## REQUEST
Extract each record and reproduce it exactly.
+ + + + +
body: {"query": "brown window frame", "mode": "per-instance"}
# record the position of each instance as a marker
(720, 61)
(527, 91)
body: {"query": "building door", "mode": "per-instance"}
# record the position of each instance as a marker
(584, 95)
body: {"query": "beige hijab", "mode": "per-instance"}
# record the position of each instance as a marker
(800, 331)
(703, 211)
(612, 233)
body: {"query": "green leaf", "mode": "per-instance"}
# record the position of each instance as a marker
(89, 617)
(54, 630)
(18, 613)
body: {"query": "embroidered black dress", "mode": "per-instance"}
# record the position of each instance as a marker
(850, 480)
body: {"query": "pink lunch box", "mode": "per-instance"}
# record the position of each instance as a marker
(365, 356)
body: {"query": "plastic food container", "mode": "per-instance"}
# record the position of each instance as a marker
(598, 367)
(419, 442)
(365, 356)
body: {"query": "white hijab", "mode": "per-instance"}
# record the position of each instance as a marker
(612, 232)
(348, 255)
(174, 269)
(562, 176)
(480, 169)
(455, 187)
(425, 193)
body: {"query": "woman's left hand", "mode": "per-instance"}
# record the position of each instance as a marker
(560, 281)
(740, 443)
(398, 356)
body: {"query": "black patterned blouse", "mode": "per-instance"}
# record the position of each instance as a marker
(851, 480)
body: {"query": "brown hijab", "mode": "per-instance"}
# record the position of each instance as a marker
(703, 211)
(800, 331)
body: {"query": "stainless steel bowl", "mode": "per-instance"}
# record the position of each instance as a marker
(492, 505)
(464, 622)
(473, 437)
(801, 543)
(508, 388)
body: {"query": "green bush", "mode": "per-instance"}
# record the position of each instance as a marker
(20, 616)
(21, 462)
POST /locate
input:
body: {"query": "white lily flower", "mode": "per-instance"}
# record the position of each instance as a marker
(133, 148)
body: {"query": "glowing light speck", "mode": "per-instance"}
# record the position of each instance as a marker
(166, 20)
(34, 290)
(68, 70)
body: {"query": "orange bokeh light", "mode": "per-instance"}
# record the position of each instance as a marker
+ + + + +
## CORRECT ANSWER
body: {"query": "brown window frame", "mode": "per-instance"}
# record the position of each instance as a marker
(720, 61)
(527, 91)
body: {"query": "building door", "mode": "per-instance"}
# record the position of each instance as a marker
(584, 95)
body: {"query": "beige hijab", "mode": "per-instance"}
# record the position of each instance as a marker
(800, 331)
(703, 211)
(612, 233)
body: {"query": "green leaf", "mode": "per-instance"}
# record the position of each instance as a marker
(89, 617)
(54, 630)
(18, 613)
body: {"query": "embroidered black dress", "mode": "per-instance"}
# record the position of each instance as a marker
(850, 480)
body: {"query": "pink lunch box", "mode": "per-instance"}
# record the position of each instance as a marker
(365, 356)
body: {"query": "plastic food container", "mode": "per-instance"}
# record the position of each instance as a marker
(598, 367)
(419, 442)
(365, 356)
body: {"query": "white hijab", "mode": "per-instance"}
# record the position of each instance as a marker
(612, 232)
(348, 255)
(174, 269)
(562, 176)
(480, 169)
(455, 187)
(425, 193)
body: {"query": "woman's left hand", "mode": "per-instance"}
# record the position of each instance as a marker
(560, 281)
(740, 443)
(398, 356)
body: {"query": "black patterned blouse", "mode": "per-instance"}
# record the position of each instance as a marker
(851, 480)
body: {"query": "brown hijab", "mode": "per-instance"}
# record the position of each instance as a marker
(703, 211)
(800, 331)
body: {"query": "stainless steel bowl", "mode": "per-instance"}
# record the position of each instance as a marker
(492, 505)
(464, 622)
(473, 437)
(801, 543)
(508, 388)
body: {"query": "green bush", "mode": "per-instance"}
# record the position of each instance as a marker
(20, 616)
(21, 462)
POST /locate
input:
body: {"query": "white lily flower", "mode": "per-instance"}
# record the position of each instance as a marker
(133, 148)
body: {"query": "glowing light speck", "mode": "per-instance"}
# record the position of each instance as a marker
(166, 20)
(34, 290)
(68, 70)
body: {"query": "orange bokeh light", "mode": "per-instance"}
# record the position of each instance as a marker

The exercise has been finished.